1. User sends email to an address that isn't in the local DNS
2. Sendmail tries to lookup address in DNS
3. DNS refers query to external server
4. Internet connection opened (modem, ISDN or whatever)
5. Address verified
6. Message is sent to sendmail queue
7. When sendmail processes its queue (once an hour by default),
   internet connection is opened again and message is sent

To stop spurious connections while retaining periodic connection
to send email, find the line in sendmail.cf that tells it to do the
lookup, comment it out, and restart sendmail. (Clue: it's in
Ruleset 3, and it has a set of square brackets in the rewriting
rule!!).

The downside of this fix is that domain errors in addresses
won't be spotted and returned to the user until the queue
is run (up to 59 minutes from when the message was sent).


Of course, if you aren't running sendmail, this won't help you,
but hopefully it's a usefull addition to the dejanews archive.


Save log all mail messages

Before milters, the only choice for archiving sendmail mail messages was "-x", which (as noted below) created very large log files.

From a newsgroup post

Newsgroups: comp.unix.sco.misc
From: [email protected] (Bill Vermillion)
Subject: Re: How to save ALL inbound and outbound mail
Date: Mon, 18 Sep 2000 16:40:29 GMT

In article <[email protected]>,
Tony Lawrence  <[email protected]> wrote:
>Fabio Giannotti wrote:

>> Hello all,

>> Running 5.0.5 with sendmail 8.8.8.

>> Does anyone know how to do sendmail.cf "magic" to allow the
>> server to keep a copy of all inbound and outbound mail?

>> (Client needs this for legal CYA reasons...)

>When you start the daemon, add "-X
>/var//log/monster_maill_log".  You'll need to stop sendmail
>fairly often to compress and rotate those logs; they will
>get monstrous.. I do this at several client sites probably
>for the same reasons your client wants to do it- we keep a
>few days on the server and the rest can be had from tape if
>ever needed..

Thanks for that pointer Tony.  So many programs - so many flags.

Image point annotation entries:

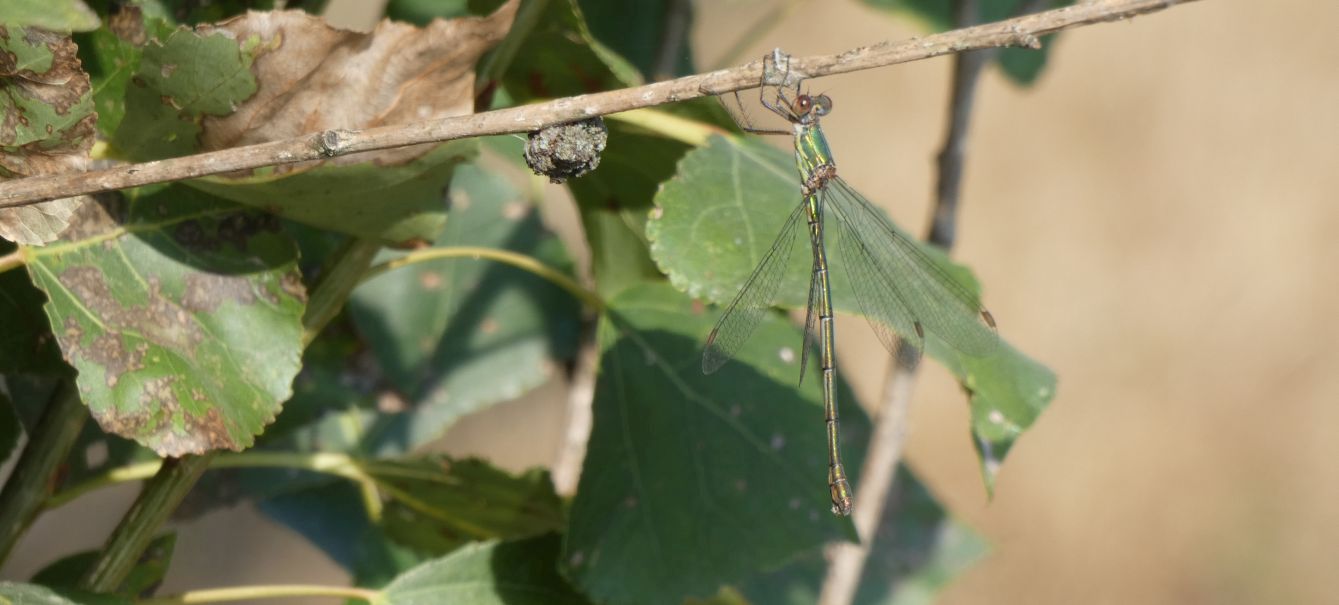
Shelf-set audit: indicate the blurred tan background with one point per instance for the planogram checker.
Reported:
(1154, 220)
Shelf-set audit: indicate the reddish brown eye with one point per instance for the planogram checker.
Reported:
(822, 105)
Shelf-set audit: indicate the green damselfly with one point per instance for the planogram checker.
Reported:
(899, 288)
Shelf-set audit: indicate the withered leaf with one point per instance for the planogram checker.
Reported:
(46, 125)
(312, 76)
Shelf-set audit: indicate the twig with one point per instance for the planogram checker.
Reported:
(1012, 32)
(256, 593)
(889, 434)
(567, 469)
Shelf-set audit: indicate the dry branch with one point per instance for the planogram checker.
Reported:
(1012, 32)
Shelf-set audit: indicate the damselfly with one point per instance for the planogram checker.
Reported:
(899, 288)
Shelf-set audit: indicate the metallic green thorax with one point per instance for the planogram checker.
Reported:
(814, 162)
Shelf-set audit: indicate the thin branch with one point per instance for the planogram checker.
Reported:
(576, 434)
(330, 143)
(889, 434)
(255, 593)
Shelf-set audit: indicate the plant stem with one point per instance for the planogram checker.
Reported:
(506, 257)
(331, 143)
(283, 590)
(137, 528)
(177, 475)
(30, 483)
(331, 463)
(335, 283)
(889, 434)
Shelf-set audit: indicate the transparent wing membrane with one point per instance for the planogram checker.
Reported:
(754, 299)
(899, 287)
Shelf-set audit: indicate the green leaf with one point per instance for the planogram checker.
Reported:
(334, 518)
(111, 58)
(490, 573)
(638, 32)
(691, 482)
(409, 196)
(717, 220)
(26, 340)
(435, 505)
(44, 94)
(458, 335)
(559, 56)
(182, 315)
(616, 200)
(1019, 64)
(142, 580)
(55, 15)
(34, 594)
(10, 427)
(917, 550)
(178, 83)
(212, 11)
(422, 11)
(1008, 391)
(438, 503)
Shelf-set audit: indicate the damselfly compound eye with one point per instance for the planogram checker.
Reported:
(822, 105)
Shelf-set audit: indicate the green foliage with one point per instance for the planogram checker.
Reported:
(917, 550)
(409, 196)
(557, 55)
(717, 220)
(180, 82)
(1020, 64)
(688, 478)
(638, 31)
(38, 121)
(147, 574)
(458, 335)
(616, 200)
(181, 307)
(56, 15)
(488, 573)
(145, 299)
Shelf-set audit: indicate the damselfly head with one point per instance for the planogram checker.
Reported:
(808, 107)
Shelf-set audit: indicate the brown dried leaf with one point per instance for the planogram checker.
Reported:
(312, 76)
(47, 125)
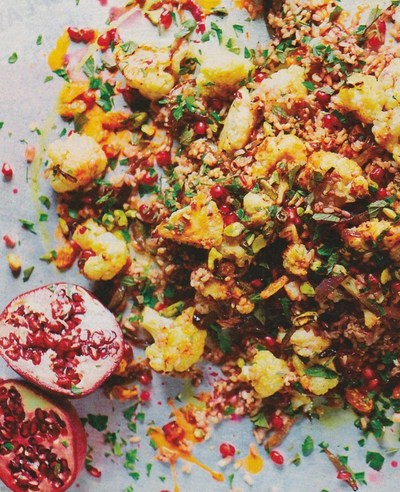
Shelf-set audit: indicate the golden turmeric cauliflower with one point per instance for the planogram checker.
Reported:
(239, 122)
(146, 69)
(110, 252)
(266, 373)
(345, 182)
(75, 162)
(221, 72)
(363, 95)
(178, 344)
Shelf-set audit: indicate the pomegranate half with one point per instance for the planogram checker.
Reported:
(42, 440)
(61, 338)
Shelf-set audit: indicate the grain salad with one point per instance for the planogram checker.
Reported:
(240, 206)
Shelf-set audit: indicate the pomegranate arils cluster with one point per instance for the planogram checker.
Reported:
(56, 335)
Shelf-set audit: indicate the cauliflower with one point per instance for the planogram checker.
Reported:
(256, 206)
(239, 122)
(363, 95)
(386, 130)
(110, 252)
(274, 150)
(70, 103)
(75, 162)
(283, 87)
(221, 72)
(178, 344)
(146, 70)
(307, 344)
(346, 181)
(266, 373)
(389, 82)
(297, 259)
(318, 385)
(373, 234)
(199, 224)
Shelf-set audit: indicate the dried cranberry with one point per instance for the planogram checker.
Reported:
(331, 122)
(166, 19)
(7, 171)
(200, 128)
(227, 449)
(276, 457)
(163, 158)
(218, 192)
(322, 97)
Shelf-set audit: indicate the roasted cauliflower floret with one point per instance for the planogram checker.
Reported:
(178, 344)
(373, 234)
(146, 69)
(110, 252)
(221, 71)
(297, 259)
(283, 87)
(75, 162)
(386, 129)
(266, 373)
(389, 81)
(274, 150)
(310, 378)
(199, 224)
(239, 122)
(70, 102)
(345, 182)
(363, 95)
(308, 344)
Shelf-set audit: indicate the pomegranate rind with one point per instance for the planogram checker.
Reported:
(61, 338)
(71, 444)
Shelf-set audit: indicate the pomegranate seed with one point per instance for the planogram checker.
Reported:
(322, 97)
(331, 122)
(259, 77)
(368, 373)
(382, 193)
(218, 192)
(200, 128)
(377, 174)
(89, 98)
(145, 378)
(271, 342)
(277, 422)
(373, 384)
(276, 457)
(216, 104)
(257, 283)
(225, 209)
(343, 475)
(173, 433)
(145, 396)
(166, 19)
(163, 158)
(95, 472)
(87, 35)
(7, 171)
(292, 217)
(149, 178)
(230, 218)
(74, 34)
(227, 449)
(8, 241)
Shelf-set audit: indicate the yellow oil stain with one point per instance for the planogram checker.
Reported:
(252, 463)
(157, 435)
(208, 5)
(57, 55)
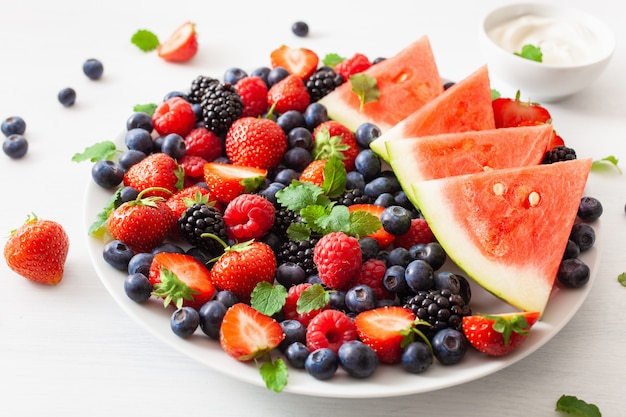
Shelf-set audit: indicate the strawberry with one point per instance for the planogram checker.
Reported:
(180, 279)
(338, 258)
(37, 250)
(290, 93)
(255, 142)
(384, 329)
(509, 112)
(242, 266)
(141, 224)
(330, 329)
(247, 334)
(301, 62)
(353, 65)
(331, 138)
(498, 334)
(253, 93)
(227, 181)
(383, 237)
(158, 172)
(175, 115)
(181, 46)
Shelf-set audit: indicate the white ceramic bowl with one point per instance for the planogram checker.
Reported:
(552, 79)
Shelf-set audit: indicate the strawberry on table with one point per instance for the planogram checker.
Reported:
(181, 280)
(37, 250)
(181, 46)
(499, 334)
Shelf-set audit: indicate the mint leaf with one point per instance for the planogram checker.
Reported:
(365, 87)
(274, 374)
(572, 405)
(97, 152)
(145, 40)
(267, 298)
(531, 52)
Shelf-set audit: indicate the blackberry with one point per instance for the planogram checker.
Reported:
(202, 218)
(322, 82)
(441, 308)
(221, 106)
(559, 154)
(300, 253)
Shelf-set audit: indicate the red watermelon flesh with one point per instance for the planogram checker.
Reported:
(465, 106)
(405, 81)
(450, 154)
(507, 229)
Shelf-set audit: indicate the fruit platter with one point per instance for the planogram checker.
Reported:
(474, 176)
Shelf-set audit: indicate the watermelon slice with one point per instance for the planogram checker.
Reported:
(507, 229)
(450, 154)
(405, 83)
(463, 107)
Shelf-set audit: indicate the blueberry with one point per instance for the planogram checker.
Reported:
(357, 359)
(137, 287)
(583, 235)
(13, 125)
(15, 146)
(140, 120)
(67, 97)
(449, 346)
(117, 254)
(360, 298)
(416, 357)
(173, 145)
(211, 315)
(300, 29)
(573, 273)
(107, 174)
(322, 363)
(589, 209)
(419, 276)
(184, 321)
(234, 74)
(139, 140)
(93, 69)
(366, 133)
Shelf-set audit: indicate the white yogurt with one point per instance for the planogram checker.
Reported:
(562, 41)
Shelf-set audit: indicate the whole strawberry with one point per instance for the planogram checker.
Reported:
(37, 250)
(255, 142)
(141, 224)
(242, 266)
(159, 172)
(338, 259)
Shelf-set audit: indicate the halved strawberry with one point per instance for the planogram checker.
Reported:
(248, 334)
(181, 46)
(298, 61)
(384, 329)
(180, 279)
(498, 334)
(383, 237)
(227, 181)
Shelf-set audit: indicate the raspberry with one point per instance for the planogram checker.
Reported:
(330, 329)
(350, 66)
(418, 233)
(253, 93)
(175, 115)
(248, 216)
(338, 259)
(204, 143)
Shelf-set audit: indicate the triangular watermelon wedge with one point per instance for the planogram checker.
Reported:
(463, 107)
(450, 154)
(405, 81)
(507, 229)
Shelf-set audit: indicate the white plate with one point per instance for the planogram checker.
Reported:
(388, 380)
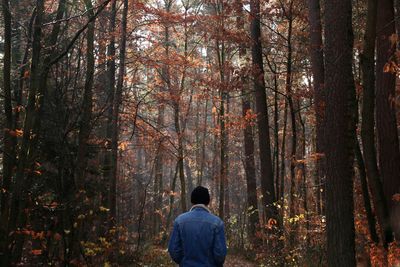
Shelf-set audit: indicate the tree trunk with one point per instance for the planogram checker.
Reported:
(9, 131)
(365, 193)
(110, 87)
(317, 68)
(368, 125)
(388, 141)
(339, 125)
(248, 136)
(267, 177)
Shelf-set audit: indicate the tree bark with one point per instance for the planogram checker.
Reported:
(388, 141)
(317, 69)
(368, 125)
(339, 125)
(267, 177)
(9, 130)
(248, 139)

Set of tasks:
**a.** According to the sendmail passage, how often does sendmail process its queue by default?
**b.** Reproduce the sendmail passage word for word from "Of course, if" to "large log files.".
This material has no connection to the sendmail passage.

Responses:
**a.** Once an hour.

**b.**
Of course, if you aren't running sendmail, this won't help you,
but hopefully it's a usefull addition to the dejanews archive.


Save log all mail messages

Before milters, the only choice for archiving sendmail mail messages was "-x", which (as noted below) created very large log files.